#### RECORD SET ####

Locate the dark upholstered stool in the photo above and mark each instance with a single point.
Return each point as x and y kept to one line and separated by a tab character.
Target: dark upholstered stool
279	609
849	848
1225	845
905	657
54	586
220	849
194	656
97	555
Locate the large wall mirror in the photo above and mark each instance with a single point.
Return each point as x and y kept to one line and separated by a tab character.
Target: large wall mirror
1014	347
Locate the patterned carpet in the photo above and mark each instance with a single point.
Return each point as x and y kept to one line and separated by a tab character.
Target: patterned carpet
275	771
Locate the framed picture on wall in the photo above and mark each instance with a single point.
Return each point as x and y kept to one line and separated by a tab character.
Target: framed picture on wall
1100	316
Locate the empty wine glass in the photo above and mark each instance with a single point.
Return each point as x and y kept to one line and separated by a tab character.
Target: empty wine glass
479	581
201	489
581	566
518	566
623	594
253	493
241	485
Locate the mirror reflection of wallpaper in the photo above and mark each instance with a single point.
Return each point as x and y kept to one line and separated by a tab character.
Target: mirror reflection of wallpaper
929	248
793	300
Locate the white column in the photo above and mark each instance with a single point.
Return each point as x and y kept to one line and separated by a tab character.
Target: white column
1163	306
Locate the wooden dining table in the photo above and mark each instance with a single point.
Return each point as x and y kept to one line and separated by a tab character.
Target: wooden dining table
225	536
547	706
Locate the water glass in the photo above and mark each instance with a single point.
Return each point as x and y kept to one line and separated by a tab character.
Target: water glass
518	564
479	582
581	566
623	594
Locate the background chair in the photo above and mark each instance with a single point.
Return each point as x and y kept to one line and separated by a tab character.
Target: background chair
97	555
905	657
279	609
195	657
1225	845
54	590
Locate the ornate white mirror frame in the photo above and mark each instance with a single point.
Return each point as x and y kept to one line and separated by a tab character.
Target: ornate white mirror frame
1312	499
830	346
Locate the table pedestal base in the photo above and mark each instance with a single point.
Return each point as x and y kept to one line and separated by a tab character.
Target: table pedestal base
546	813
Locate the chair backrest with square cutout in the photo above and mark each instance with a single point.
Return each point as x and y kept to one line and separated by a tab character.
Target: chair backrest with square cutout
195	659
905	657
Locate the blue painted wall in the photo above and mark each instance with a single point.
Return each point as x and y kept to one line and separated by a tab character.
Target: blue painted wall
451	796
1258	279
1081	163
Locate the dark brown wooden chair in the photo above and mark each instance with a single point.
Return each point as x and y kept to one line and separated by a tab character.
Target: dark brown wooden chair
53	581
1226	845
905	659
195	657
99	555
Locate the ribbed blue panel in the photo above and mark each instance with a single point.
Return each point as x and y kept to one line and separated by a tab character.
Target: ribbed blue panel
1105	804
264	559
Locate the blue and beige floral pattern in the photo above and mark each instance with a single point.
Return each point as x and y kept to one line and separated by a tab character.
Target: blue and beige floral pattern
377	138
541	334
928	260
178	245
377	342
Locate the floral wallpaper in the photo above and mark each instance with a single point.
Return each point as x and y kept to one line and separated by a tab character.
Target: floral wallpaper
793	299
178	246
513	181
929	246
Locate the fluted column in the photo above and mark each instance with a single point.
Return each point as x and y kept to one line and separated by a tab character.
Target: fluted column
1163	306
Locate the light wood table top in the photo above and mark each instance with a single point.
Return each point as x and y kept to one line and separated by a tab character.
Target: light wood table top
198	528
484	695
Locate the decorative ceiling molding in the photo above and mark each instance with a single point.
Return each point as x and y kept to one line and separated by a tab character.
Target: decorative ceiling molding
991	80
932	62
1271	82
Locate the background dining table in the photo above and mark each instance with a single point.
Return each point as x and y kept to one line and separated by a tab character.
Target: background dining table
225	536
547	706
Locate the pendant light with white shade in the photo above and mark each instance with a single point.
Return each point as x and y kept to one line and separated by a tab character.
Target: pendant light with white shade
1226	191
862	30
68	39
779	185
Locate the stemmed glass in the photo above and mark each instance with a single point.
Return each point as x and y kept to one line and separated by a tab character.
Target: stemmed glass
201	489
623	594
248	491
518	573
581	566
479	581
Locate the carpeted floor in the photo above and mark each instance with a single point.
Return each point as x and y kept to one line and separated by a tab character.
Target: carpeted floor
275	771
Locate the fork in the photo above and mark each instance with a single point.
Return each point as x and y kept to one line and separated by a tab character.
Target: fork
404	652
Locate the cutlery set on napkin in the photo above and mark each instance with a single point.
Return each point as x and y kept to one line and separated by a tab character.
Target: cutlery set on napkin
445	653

####

TASK STATEMENT
Resize the point coordinates in the stretch from the line containing "Locate the carpeted" through the end of the entries. Write out only that stretch, requests included, with every coordinate in the answers multiplied by 1.4 and rounded to a whole number, halves rounding up.

TASK ANSWER
Locate the carpeted floor in the photo above and mark each instance with a single point.
Return each point as x and y kept to one line and separated by a tab character.
Target: carpeted floor
385	1079
Locate the fork in the photo above and mark each instance with a single point.
Return each point as x and y kept to one line and separated by a tab character.
Target: fork
566	913
Locate the cutlery set on napkin in the photo above and mark each instance with a single point.
Return each point as x and y kept to one line and separated by a tab character.
Target: cutlery set on napkin
623	914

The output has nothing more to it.